Written request – Starting at the first line of the records and stopping after the line that contains "102L52 70L28 51L14", switch "instance" to "object" wherever it appears. Give those lines again with nothing else changed.

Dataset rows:

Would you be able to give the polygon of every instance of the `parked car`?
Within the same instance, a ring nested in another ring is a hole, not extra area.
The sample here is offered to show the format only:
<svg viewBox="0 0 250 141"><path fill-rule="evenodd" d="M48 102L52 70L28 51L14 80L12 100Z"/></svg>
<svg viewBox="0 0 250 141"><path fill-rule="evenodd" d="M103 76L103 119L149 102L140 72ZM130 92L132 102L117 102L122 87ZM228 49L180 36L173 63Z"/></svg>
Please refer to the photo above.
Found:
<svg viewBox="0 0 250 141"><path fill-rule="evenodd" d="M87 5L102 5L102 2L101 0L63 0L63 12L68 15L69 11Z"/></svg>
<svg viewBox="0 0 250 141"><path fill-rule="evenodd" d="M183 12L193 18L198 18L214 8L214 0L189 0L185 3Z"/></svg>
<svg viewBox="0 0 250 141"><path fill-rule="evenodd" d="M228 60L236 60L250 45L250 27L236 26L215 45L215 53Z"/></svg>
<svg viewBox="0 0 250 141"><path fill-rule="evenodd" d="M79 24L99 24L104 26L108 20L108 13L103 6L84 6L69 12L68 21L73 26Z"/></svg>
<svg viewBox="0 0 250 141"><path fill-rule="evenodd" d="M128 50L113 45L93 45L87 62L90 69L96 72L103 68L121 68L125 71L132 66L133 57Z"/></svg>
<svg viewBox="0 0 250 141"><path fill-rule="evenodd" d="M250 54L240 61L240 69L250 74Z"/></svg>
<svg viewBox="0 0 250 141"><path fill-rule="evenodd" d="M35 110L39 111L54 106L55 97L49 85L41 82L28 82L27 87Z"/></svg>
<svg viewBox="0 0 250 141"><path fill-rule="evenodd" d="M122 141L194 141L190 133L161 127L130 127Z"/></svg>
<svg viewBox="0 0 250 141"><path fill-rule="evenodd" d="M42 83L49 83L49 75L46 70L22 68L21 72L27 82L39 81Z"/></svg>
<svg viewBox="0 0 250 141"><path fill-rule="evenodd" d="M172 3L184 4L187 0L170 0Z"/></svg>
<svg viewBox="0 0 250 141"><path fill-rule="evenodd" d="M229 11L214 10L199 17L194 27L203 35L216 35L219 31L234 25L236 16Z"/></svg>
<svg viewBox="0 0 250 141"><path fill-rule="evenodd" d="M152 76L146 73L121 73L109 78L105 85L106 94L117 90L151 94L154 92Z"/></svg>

Problem solution –
Would you be able to give the polygon of every object of the `parked car`?
Within the same object, a ring nested in another ring is a hole, not extra area.
The sample here is offered to show the format only:
<svg viewBox="0 0 250 141"><path fill-rule="evenodd" d="M48 102L52 70L28 51L14 80L12 100Z"/></svg>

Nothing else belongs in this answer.